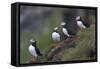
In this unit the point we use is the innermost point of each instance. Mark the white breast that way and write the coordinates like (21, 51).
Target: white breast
(32, 51)
(80, 24)
(56, 36)
(64, 30)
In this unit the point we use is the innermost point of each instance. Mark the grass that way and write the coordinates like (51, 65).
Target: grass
(84, 43)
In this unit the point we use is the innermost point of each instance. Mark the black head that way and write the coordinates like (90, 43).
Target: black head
(63, 24)
(78, 18)
(33, 42)
(56, 29)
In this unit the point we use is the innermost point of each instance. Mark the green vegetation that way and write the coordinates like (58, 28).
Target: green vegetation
(85, 41)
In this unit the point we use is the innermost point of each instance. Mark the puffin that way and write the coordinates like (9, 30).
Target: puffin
(64, 29)
(33, 50)
(56, 35)
(80, 23)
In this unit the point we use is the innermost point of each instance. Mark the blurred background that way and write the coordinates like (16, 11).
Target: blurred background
(38, 22)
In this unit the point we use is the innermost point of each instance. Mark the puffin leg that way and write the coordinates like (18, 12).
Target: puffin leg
(55, 45)
(34, 59)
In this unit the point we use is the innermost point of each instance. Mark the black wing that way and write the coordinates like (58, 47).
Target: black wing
(38, 51)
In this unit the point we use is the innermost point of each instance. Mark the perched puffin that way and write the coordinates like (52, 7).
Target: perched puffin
(34, 51)
(81, 24)
(64, 29)
(56, 35)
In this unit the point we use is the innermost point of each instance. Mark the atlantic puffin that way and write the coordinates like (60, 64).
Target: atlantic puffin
(80, 23)
(56, 35)
(64, 29)
(33, 50)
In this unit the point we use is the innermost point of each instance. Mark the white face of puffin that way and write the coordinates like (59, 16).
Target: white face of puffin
(56, 35)
(78, 18)
(56, 28)
(63, 23)
(32, 40)
(32, 49)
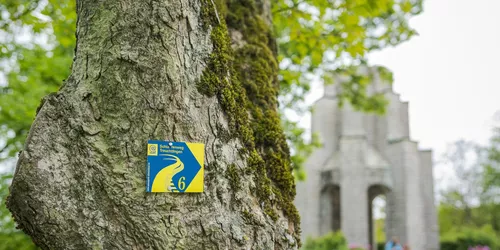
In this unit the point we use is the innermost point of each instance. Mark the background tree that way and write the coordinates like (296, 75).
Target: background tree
(469, 212)
(464, 190)
(36, 64)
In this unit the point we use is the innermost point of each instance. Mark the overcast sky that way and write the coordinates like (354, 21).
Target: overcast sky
(449, 73)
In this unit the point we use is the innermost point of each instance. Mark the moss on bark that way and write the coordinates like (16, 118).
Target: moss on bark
(244, 79)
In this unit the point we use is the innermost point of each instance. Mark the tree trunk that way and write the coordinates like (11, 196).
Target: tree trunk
(184, 70)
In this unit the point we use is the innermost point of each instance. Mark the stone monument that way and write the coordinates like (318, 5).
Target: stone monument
(363, 156)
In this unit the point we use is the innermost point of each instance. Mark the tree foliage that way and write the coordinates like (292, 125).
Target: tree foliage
(469, 213)
(332, 240)
(316, 38)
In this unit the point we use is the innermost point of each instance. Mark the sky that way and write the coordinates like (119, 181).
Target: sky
(449, 74)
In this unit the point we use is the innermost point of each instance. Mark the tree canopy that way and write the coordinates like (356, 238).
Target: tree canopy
(316, 38)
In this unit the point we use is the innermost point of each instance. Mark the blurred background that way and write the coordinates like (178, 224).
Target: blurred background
(443, 56)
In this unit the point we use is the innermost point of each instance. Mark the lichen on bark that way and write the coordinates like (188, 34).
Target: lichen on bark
(244, 78)
(138, 74)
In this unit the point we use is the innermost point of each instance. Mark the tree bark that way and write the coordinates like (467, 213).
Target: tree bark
(165, 70)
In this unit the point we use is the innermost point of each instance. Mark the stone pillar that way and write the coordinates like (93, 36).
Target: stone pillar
(405, 120)
(396, 198)
(353, 189)
(324, 122)
(430, 213)
(395, 123)
(353, 122)
(413, 196)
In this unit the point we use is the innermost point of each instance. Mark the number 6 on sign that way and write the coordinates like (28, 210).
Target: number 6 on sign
(181, 183)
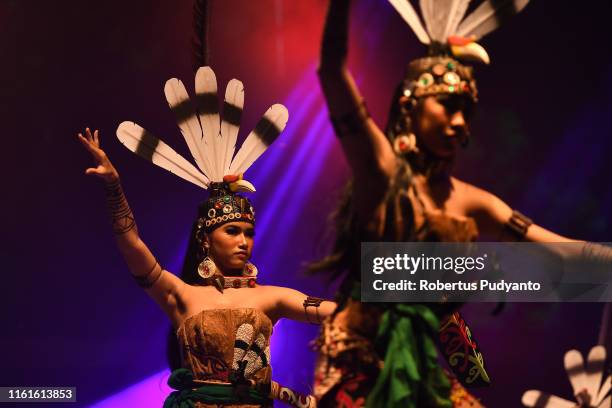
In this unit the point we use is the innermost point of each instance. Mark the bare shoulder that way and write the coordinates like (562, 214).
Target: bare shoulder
(474, 199)
(276, 291)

(Exercise requirements) Each record above is to be written out exactly; the pictures are not.

(Expected output)
In this unit the point we use is the innermost point of each instance. Mark the white breast that way and write the coordinates like (21, 51).
Target: white breast
(32, 51)
(80, 24)
(56, 36)
(64, 30)
In this unit the point we use is the innermost point of each instance. Mark the grass that way and write the coordinates like (51, 65).
Target: grass
(84, 43)
In this unit the point we use is the innermost point of each instance. Mark the black head that way and write the coordinates like (90, 43).
Target: black head
(63, 24)
(78, 18)
(33, 42)
(56, 29)
In this unit the point we use is the innermost point of each instance. Mark the green vegetation that way and write the coordinates like (58, 28).
Target: green vegetation
(85, 41)
In this unit the point we use is the innermost point of each instance. Mark the puffin that way and write the coordinates like (9, 30).
Target: puffin
(64, 29)
(33, 50)
(56, 35)
(80, 23)
In this unit the point we use is the innermost point of each instance. Mark the blurred background that way and write the coordinates like (16, 11).
Target: blurred background
(38, 22)
In this unit the point we use is the innermost point of each instance. Mark the puffin leg that way and write the coordinates like (18, 12).
Target: puffin leg
(55, 45)
(34, 59)
In this unit the point we use is the innermost point of each instance. Mark the black wing that way and write the coordinates like (58, 47).
Target: black wing
(38, 51)
In this unit the point we use is the innermost point of each instance. Mark the perched puffin that way and write the coordinates like (52, 7).
Target: perched puffin
(34, 51)
(81, 24)
(64, 29)
(56, 35)
In this unit the point we use is the innermost point of each instance. Mark the atlantic puffin that way and write the coordinates like (60, 64).
Target: atlantic puffin
(80, 23)
(56, 35)
(64, 29)
(33, 50)
In this unit the point we use is the innermost point of each instance. Mark the white face of puffin that way and write the coordinates like (59, 16).
Target: white face of puffin
(56, 35)
(78, 18)
(56, 28)
(63, 23)
(32, 40)
(32, 49)
In this unit the point we use is the innermost point of each instance. Mark the background tree that way and write the coordinates like (296, 75).
Target: background tree
(469, 212)
(464, 190)
(36, 64)
In this unit the point we use is the innermost point of each instance. Mark the overcast sky that way and write the coordinates like (354, 21).
Target: overcast sky
(449, 73)
In this unit the point we use is the innermost point of each instance. Mark the moss on bark that way and write the coordinates like (16, 118).
Target: moss on bark
(244, 79)
In this unit the point we use is the innermost point of each instance. Mark the tree trunk that way and write the coordinates like (11, 196).
Target: tree trunk
(184, 70)
In this unit the point we use is the innermost point of each instance. Mark the stone monument that way and write the coordinates like (318, 5).
Target: stone monument
(363, 156)
In this unit the point we use is the innermost point of each instance. Mark the tree foliage that way and write the coordinates like (292, 125).
Target: tree foliage
(469, 213)
(332, 240)
(316, 38)
In this unit the point we use is the innermost point of each instance. Mark the sky that way and write the coordinates like (119, 181).
Target: sky
(449, 74)
In this unit the point we use is the innermost point of each instance. Mark the tree canopy that way and write the coordinates like (356, 238).
Target: tree canopy
(316, 38)
In this unit the point we use is the innermost point of each instance. Mark the blurred background that way and write the coordinates like (178, 224).
Target: blurred background
(443, 56)
In this unit the point we use is the innermost point of each instance. Mark the lichen on bark that way and write the coordinates like (188, 34).
Target: lichen on bark
(244, 78)
(138, 74)
In this unit the point we use is the innermost point of each instance. Mark the tree bark that way and write the coordinates like (467, 213).
Target: tree bark
(165, 70)
In this unit the point we use is the innermost point of each instance. Mark the stone pillar that way and write the coordinates like (93, 36).
Target: stone pillar
(405, 120)
(396, 198)
(353, 189)
(324, 122)
(430, 213)
(395, 123)
(353, 122)
(413, 196)
In this unit the point we use is the innermost point of each instance. Mark the number 6 on sign that way and write the coordinates like (28, 210).
Target: number 6 on sign
(181, 183)
In this unit the point we use is the innermost point of each instance. Mark the bare shoulder that way and write the coordinates like (562, 214).
Target: bare shoulder
(474, 199)
(276, 291)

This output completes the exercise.